(Dataset entries on where objects appear)
************
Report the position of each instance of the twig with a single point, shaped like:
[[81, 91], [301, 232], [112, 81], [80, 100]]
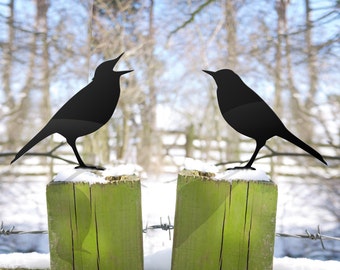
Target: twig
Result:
[[43, 154], [191, 19]]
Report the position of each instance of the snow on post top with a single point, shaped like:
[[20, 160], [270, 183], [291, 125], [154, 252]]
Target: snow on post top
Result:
[[243, 174], [97, 176], [229, 175]]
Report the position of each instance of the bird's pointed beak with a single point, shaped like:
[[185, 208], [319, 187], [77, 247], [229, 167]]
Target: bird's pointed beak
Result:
************
What the task requires -> Can you copy the entries word for word, starting at the line that contains "Report the position of each instance of the snow" and ending with the last line of the entries, both ends included?

Full solution ->
Report the position of each instance of the snow on post top with a single point, shaped like:
[[20, 160], [270, 183], [291, 125], [154, 252]]
Target: snow on post top
Result:
[[243, 174], [97, 176], [229, 175]]
Report the position of each instance of the bird's pointed beak with a single point, shaped like:
[[185, 208], [319, 187], [77, 247], [229, 167]]
Target: bird's pointed beak
Result:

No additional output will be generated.